EXERCISE INSTRUCTIONS
Copy the listing as it is written, and leave each picture out.

DATASET ENTRIES
§ §

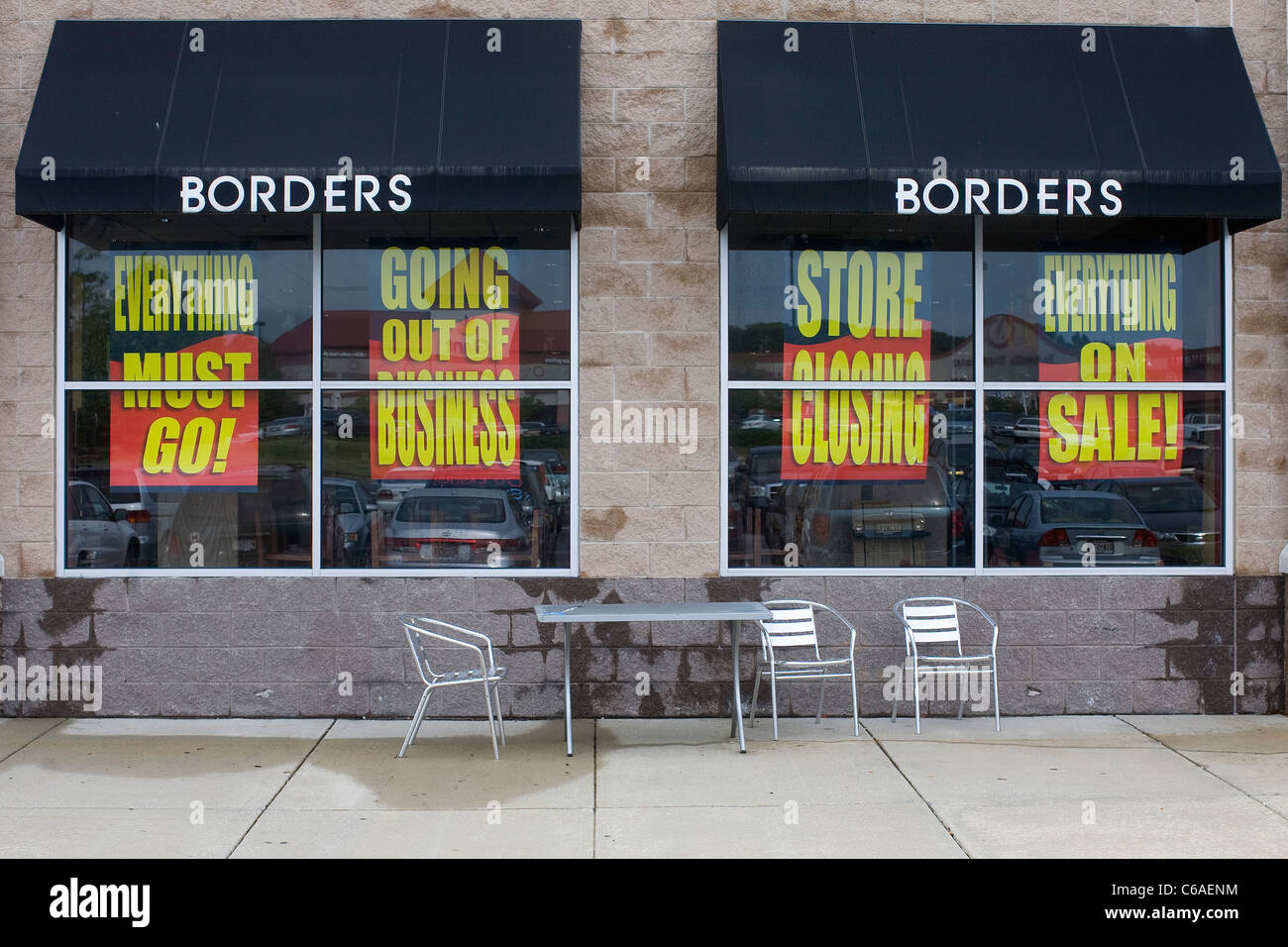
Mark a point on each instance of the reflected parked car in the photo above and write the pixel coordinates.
(1000, 423)
(141, 506)
(1180, 512)
(462, 527)
(286, 427)
(875, 523)
(97, 535)
(1004, 480)
(557, 471)
(1030, 428)
(1073, 527)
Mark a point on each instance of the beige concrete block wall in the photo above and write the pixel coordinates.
(649, 270)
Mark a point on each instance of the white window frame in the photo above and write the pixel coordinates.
(979, 388)
(317, 388)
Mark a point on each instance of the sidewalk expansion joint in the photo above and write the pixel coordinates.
(913, 788)
(284, 784)
(1199, 766)
(53, 727)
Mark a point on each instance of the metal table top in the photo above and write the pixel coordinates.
(653, 611)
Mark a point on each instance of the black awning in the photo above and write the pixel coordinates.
(128, 108)
(1166, 112)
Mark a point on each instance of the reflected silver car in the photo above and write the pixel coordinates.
(97, 535)
(445, 527)
(1073, 527)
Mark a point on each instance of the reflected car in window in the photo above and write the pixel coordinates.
(97, 535)
(459, 527)
(1073, 527)
(1180, 512)
(347, 508)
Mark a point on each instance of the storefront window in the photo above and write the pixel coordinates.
(1093, 437)
(167, 486)
(845, 475)
(458, 470)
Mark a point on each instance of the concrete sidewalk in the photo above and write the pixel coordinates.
(1050, 787)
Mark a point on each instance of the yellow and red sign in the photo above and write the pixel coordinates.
(1128, 303)
(187, 317)
(445, 433)
(857, 321)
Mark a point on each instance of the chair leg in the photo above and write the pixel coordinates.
(490, 722)
(773, 696)
(915, 694)
(854, 697)
(415, 723)
(997, 710)
(500, 719)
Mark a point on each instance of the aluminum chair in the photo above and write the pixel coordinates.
(488, 674)
(930, 620)
(790, 630)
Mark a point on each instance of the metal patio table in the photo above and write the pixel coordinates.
(732, 612)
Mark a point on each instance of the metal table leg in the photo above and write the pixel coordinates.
(568, 685)
(737, 686)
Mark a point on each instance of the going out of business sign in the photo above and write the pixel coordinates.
(1122, 308)
(294, 193)
(1052, 196)
(183, 317)
(445, 316)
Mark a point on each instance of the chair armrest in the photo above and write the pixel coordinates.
(987, 617)
(412, 622)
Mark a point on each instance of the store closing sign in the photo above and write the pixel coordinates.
(857, 320)
(445, 434)
(1127, 303)
(183, 317)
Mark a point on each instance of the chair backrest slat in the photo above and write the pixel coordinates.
(791, 628)
(932, 622)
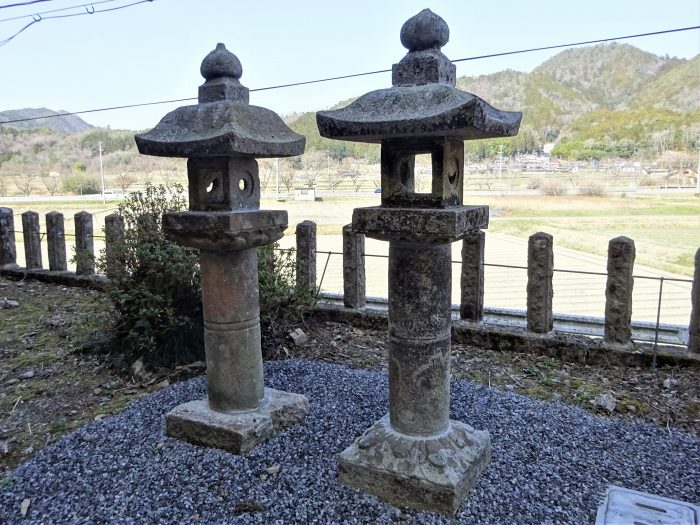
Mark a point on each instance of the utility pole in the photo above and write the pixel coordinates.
(697, 175)
(102, 172)
(278, 177)
(500, 169)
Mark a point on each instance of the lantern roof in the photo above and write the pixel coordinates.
(223, 124)
(423, 101)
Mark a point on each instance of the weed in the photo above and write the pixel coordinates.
(6, 482)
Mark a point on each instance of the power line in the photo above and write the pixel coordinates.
(328, 79)
(41, 13)
(89, 10)
(599, 41)
(30, 2)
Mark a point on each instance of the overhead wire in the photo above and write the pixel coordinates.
(21, 4)
(354, 75)
(69, 8)
(89, 10)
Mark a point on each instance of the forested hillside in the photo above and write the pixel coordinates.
(609, 101)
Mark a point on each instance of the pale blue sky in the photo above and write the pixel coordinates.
(152, 51)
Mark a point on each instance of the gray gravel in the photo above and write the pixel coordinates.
(551, 462)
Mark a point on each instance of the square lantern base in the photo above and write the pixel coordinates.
(434, 473)
(237, 432)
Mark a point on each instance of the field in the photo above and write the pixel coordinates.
(664, 226)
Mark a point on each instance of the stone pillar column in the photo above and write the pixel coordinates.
(232, 329)
(694, 326)
(32, 240)
(114, 236)
(618, 292)
(540, 291)
(306, 254)
(84, 244)
(8, 249)
(420, 278)
(353, 268)
(56, 241)
(471, 306)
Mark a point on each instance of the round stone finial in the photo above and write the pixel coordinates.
(221, 63)
(426, 30)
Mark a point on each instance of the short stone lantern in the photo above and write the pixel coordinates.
(416, 456)
(221, 137)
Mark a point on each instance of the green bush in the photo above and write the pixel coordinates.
(155, 288)
(155, 284)
(283, 303)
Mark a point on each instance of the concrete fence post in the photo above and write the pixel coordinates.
(354, 291)
(56, 242)
(618, 292)
(694, 327)
(471, 306)
(114, 235)
(306, 254)
(32, 240)
(8, 249)
(84, 244)
(540, 274)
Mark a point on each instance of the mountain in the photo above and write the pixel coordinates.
(579, 81)
(63, 124)
(676, 90)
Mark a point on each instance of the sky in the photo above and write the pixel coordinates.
(152, 51)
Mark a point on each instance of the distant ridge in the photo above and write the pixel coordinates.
(64, 124)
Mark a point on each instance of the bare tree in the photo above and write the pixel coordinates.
(313, 163)
(125, 180)
(24, 181)
(50, 181)
(287, 177)
(355, 177)
(265, 170)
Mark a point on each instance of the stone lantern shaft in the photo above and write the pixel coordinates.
(221, 136)
(415, 455)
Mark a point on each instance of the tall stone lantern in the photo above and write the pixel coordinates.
(221, 137)
(415, 455)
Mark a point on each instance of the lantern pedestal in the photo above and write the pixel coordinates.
(237, 431)
(432, 473)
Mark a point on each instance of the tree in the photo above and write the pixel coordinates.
(51, 182)
(124, 180)
(353, 173)
(313, 162)
(287, 176)
(24, 181)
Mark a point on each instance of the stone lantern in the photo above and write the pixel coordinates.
(221, 137)
(415, 455)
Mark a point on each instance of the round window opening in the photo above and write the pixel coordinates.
(245, 184)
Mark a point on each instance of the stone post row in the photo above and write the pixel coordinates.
(114, 235)
(540, 271)
(8, 249)
(471, 306)
(694, 327)
(56, 242)
(84, 244)
(618, 292)
(306, 254)
(354, 284)
(32, 240)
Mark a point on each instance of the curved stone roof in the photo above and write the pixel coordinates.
(218, 129)
(417, 111)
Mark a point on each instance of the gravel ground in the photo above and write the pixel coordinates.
(551, 462)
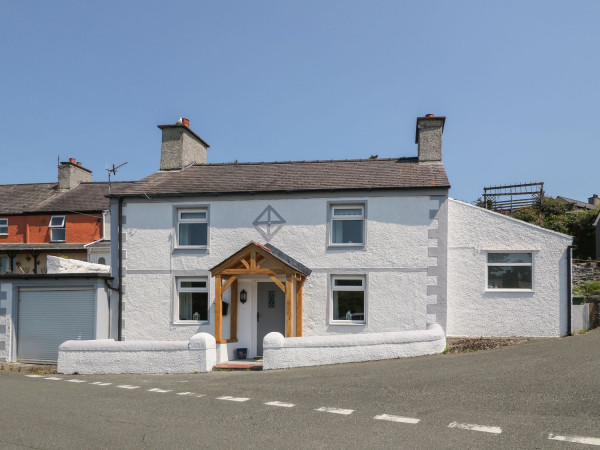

§ §

EXERCISE ANSWER
Mark a point on each instance of the reflected parked car in the photo above and write the pixel coordinates.
(1000, 423)
(141, 506)
(1180, 512)
(462, 527)
(286, 427)
(875, 523)
(97, 535)
(1004, 480)
(557, 471)
(1030, 428)
(1073, 527)
Mark a point on each instance of the beige concrete block wall in the photo above and write the pixel coordinates.
(649, 270)
Mark a point on each instance of the white window frame in the photo above and write the pixel coordinates.
(979, 388)
(317, 388)
Mark a point on each instance of the sidewalk expansion joint in the photo above and write the pixel coordinates.
(913, 788)
(284, 784)
(1199, 766)
(53, 727)
Mark a point on each instance of the metal table top in the photo above and write the pixel coordinates.
(653, 611)
Mark a point on each instance of the black awning in the photo above and write the pixel coordinates.
(128, 108)
(1166, 112)
Mark a point on each instance of the reflected silver car in the photo above and write the pixel coordinates.
(97, 535)
(445, 527)
(1073, 527)
Mark a point on each instance of the reflected car in window in the photo above and write the pixel coordinates.
(97, 535)
(459, 527)
(1073, 527)
(1180, 512)
(347, 508)
Mark a point on each instance of the storefront window in the photo above and write the pixel coordinates.
(1093, 437)
(167, 486)
(845, 475)
(458, 470)
Mark a point on each instance of the concrete sidewalk in the photo above and write the pixel coordinates.
(1050, 787)
Mark a point on each instance of the yellow and red sign in the photo above and write the pixel coordinates.
(1128, 303)
(187, 317)
(445, 433)
(857, 321)
Mark a point on each instance of the chair leg in the photo above and write the pixel coordinates.
(490, 722)
(773, 696)
(915, 694)
(854, 697)
(415, 723)
(997, 710)
(500, 719)
Mark a point on each instance of the aluminum chair in the photo above and write the pixel coordinates.
(488, 674)
(930, 620)
(790, 630)
Mark a point on each instance of the metal patio table in the photo above and write the pixel coordinates.
(732, 612)
Mark a point on each instance of the metal table leg in the photo above and write the pixel coordinates.
(568, 685)
(737, 686)
Mark a point on each instance of the going out of business sign in the photo above and write the pixel coordinates.
(1122, 308)
(294, 193)
(1052, 196)
(183, 317)
(445, 316)
Mark a point on each instance of the chair armrest in the photo above and write the pixel coordinates.
(987, 617)
(412, 622)
Mark a point on each instance of the store closing sign in the photo above and write the pixel coordinates.
(857, 320)
(445, 434)
(1127, 303)
(183, 317)
Mark a point on each instance of the chair backrest slat in the photo above and write the pixel coordinates.
(791, 628)
(932, 622)
Mark a point on each instance of the utility pole in the photo above and write the pixel coordinates.
(697, 175)
(102, 172)
(278, 177)
(500, 169)
Mark a point on each instance of the lantern roof in the photo above and write the pixel coordinates.
(223, 124)
(423, 101)
Mark a point on each instance of the weed in the photo above and write the pixel coordinates.
(6, 482)
Mark a point on each instance of the power line in the photo above and write the pixel coordinates.
(328, 79)
(41, 13)
(89, 10)
(599, 41)
(30, 2)
Mark a point on each instance of the overhead wire in the photo above and write the pixel coordinates.
(21, 4)
(354, 75)
(69, 8)
(89, 10)
Mark a point on each instance of the forested hillside in the photo above and write the pixel coordinates.
(609, 101)
Mark a point on each instance of the pale blue sky in the photo above and write the pixel coordinates.
(152, 51)
Mark a point on each instance of the gray gravel in the photo above and write the pixel coordinates.
(551, 462)
Mark a point on each instance of the square lantern base in the photo above and write the pixel coordinates.
(434, 473)
(237, 432)
Mark a point on each instance of the field in the photo above and write the pixel coordinates.
(664, 226)
Mark a point on each instance of the stone pillar column in the photo above and write the pixel coordinates.
(232, 329)
(694, 326)
(32, 240)
(114, 236)
(618, 292)
(540, 291)
(306, 254)
(84, 244)
(8, 249)
(420, 278)
(353, 268)
(56, 241)
(471, 306)
Mark a point on each instance of the round stone finial in the photo above and write the pixel coordinates.
(221, 63)
(426, 30)
Mark a point on each instance of the short stone lantern in the photo above and write the pixel coordinates.
(416, 456)
(221, 137)
Mark a point on each instance of the green bush in the photo above and write the pixel coordinates.
(155, 288)
(155, 284)
(283, 303)
Mark a point on each instance of the concrete fence post in the photo above and write the pixel coordinates.
(354, 291)
(56, 242)
(618, 292)
(694, 327)
(471, 306)
(114, 235)
(306, 254)
(32, 240)
(8, 249)
(84, 244)
(540, 274)
Mark a point on each instance of the mountain in the photo above and write the pixel coordinates.
(579, 81)
(63, 124)
(676, 90)
Mark a point on each instance of the sky in the photo above and write the pixel coordinates.
(152, 51)
Mark a point on each instance of the distant ridge in the photo above and write the pixel coordinates.
(64, 124)
Mark a point on each instance of the bare tree in the photo above and write the pixel coordinates.
(313, 163)
(125, 180)
(24, 181)
(50, 181)
(287, 177)
(355, 177)
(265, 170)
Mark a point on each instance of the stone lantern shaft in the photo above and write the pixel coordinates.
(221, 136)
(415, 455)
Mark a point on each instance of the tall stone lantern in the photo above and write the pixel coordinates.
(221, 137)
(415, 455)
Mark a point on each instance of the lantern pedestal in the photo above and write the pixel coordinates.
(237, 431)
(432, 473)
Mark a point on each instance of the tree in the photo above and write the pixel coordinates.
(51, 182)
(124, 180)
(353, 173)
(313, 162)
(287, 176)
(24, 181)
Mark a point on each instance of the stone lantern in the photo above and write the pixel coordinates.
(221, 137)
(415, 455)
Mark a point on each instance of the round window opening in the photo above and write the pixel coordinates.
(245, 184)
Mark a point on each instance of the stone post row in the photo above and write the pixel coordinates.
(114, 235)
(540, 271)
(8, 249)
(471, 306)
(694, 327)
(56, 242)
(84, 244)
(618, 292)
(306, 254)
(354, 284)
(32, 240)
Mark a point on each instance of the curved stone roof in the photo above and write the pixel coordinates.
(218, 129)
(417, 111)
Mark a point on each instance of the gravel ground in the photo above and write the pixel coordinates.
(551, 462)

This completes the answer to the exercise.